Work required:
Up to and including the line that holds "point(228, 146)", copy every line of the records below exactly, starting at the first; leave pictures out.

Stored data:
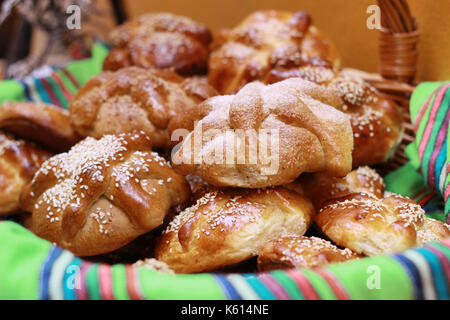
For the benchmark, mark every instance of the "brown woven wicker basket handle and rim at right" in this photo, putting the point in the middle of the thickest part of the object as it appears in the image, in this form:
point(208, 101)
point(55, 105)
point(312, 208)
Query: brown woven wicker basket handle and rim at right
point(398, 40)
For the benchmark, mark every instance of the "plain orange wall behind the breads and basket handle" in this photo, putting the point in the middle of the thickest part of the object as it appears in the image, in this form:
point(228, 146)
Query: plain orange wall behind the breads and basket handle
point(343, 20)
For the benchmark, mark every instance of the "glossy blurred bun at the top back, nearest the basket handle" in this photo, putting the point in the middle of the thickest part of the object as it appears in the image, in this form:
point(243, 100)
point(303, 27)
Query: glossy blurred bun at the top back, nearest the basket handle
point(263, 41)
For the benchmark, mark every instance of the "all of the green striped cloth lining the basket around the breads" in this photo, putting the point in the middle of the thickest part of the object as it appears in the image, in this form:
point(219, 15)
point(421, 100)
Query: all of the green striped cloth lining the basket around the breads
point(33, 268)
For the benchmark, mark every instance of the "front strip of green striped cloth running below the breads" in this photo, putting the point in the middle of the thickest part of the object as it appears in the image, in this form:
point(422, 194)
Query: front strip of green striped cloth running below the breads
point(420, 273)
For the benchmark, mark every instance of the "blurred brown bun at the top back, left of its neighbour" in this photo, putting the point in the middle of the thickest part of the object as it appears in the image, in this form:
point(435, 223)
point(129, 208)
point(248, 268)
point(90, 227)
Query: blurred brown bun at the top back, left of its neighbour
point(161, 40)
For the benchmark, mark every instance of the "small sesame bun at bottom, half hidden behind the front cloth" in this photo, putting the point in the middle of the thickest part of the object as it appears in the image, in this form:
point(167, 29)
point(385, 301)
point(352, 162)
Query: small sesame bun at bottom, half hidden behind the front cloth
point(300, 252)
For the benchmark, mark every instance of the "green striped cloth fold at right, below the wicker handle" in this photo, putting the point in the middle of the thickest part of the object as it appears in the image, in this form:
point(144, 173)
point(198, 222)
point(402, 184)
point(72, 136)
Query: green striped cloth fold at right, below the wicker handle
point(428, 172)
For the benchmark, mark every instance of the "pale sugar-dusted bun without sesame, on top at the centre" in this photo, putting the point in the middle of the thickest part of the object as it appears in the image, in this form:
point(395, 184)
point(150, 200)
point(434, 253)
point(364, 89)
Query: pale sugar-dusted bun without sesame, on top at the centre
point(266, 136)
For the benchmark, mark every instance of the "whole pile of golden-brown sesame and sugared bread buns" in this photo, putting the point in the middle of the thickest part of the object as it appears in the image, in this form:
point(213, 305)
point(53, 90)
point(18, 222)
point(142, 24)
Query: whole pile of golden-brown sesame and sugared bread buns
point(114, 176)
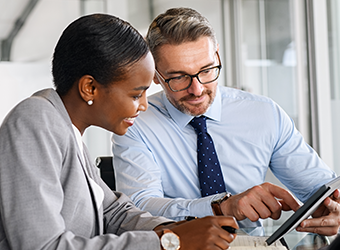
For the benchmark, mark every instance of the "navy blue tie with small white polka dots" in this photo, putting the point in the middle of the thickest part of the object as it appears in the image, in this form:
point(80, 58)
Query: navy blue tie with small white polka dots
point(209, 170)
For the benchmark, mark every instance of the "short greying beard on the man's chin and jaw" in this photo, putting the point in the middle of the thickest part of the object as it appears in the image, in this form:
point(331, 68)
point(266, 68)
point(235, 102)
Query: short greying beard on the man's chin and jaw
point(199, 110)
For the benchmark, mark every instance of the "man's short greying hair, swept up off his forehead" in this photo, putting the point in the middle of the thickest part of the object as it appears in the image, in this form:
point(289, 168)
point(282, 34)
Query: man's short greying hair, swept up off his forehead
point(177, 26)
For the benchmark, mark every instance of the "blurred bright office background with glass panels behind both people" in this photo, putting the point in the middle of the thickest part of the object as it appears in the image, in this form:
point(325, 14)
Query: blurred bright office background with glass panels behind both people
point(285, 49)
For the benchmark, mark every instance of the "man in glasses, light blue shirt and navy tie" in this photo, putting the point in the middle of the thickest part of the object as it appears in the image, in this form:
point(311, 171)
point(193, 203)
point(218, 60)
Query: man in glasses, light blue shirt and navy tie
point(157, 163)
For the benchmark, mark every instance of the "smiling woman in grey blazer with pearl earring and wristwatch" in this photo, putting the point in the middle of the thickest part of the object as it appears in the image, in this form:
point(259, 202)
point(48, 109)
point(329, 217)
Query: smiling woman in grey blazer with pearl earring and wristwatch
point(51, 195)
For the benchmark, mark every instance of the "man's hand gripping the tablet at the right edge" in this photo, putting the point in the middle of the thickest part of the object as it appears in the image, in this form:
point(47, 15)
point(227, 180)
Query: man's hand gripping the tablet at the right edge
point(326, 219)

Answer to this task:
For the benchmark, mark every instance of the "brown woven wicker basket handle and rim at right" in this photo, putting the point in the middle of the thickest part of the object as it appears in the image, in this form:
point(208, 101)
point(55, 105)
point(312, 208)
Query: brown woven wicker basket handle and rim at right
point(398, 40)
For the benchmark, mark every instance of the "plain orange wall behind the breads and basket handle" in this photo, putting the point in the middle of the thickest part of the object as it appears in the image, in this form:
point(228, 146)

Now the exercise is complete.